[Region annotation entries]
=-=-=
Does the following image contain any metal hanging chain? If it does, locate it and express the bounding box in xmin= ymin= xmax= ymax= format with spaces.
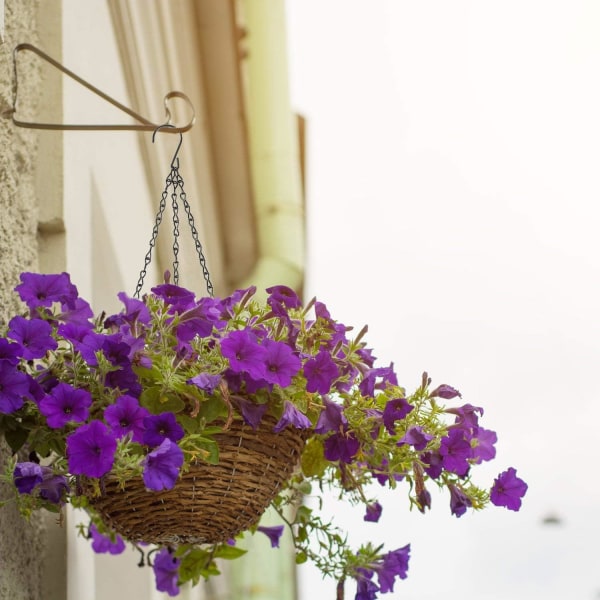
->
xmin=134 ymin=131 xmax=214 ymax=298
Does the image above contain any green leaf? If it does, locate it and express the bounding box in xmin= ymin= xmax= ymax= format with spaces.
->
=-=-=
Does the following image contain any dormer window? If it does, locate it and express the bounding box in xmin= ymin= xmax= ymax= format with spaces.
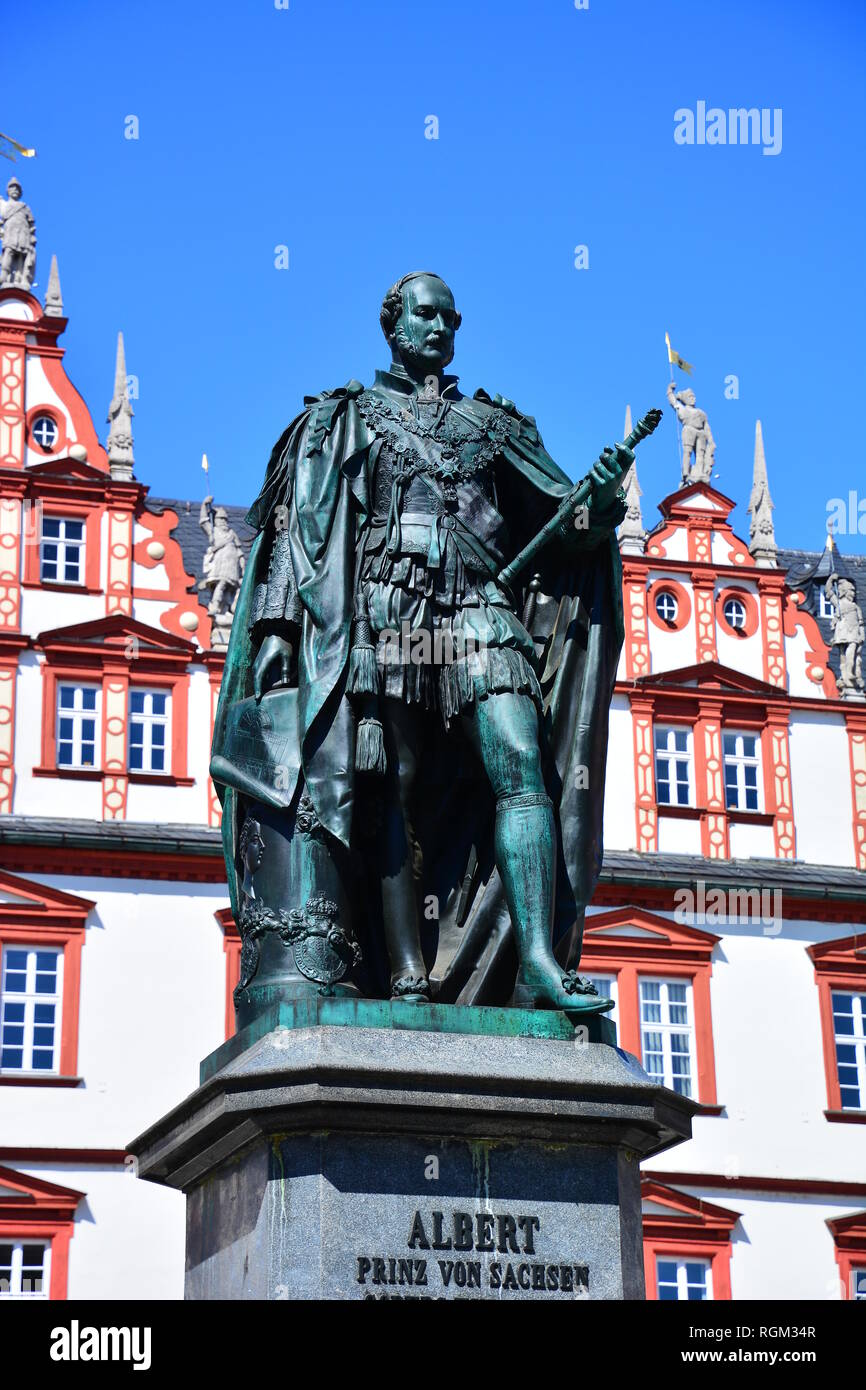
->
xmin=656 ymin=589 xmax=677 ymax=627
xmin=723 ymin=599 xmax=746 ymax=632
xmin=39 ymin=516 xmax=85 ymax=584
=-=-=
**SHORT PROBLEM**:
Please count the lines in the data above that contain the string "ymax", where case matters, and reply with only the number.

**THE RESULT**:
7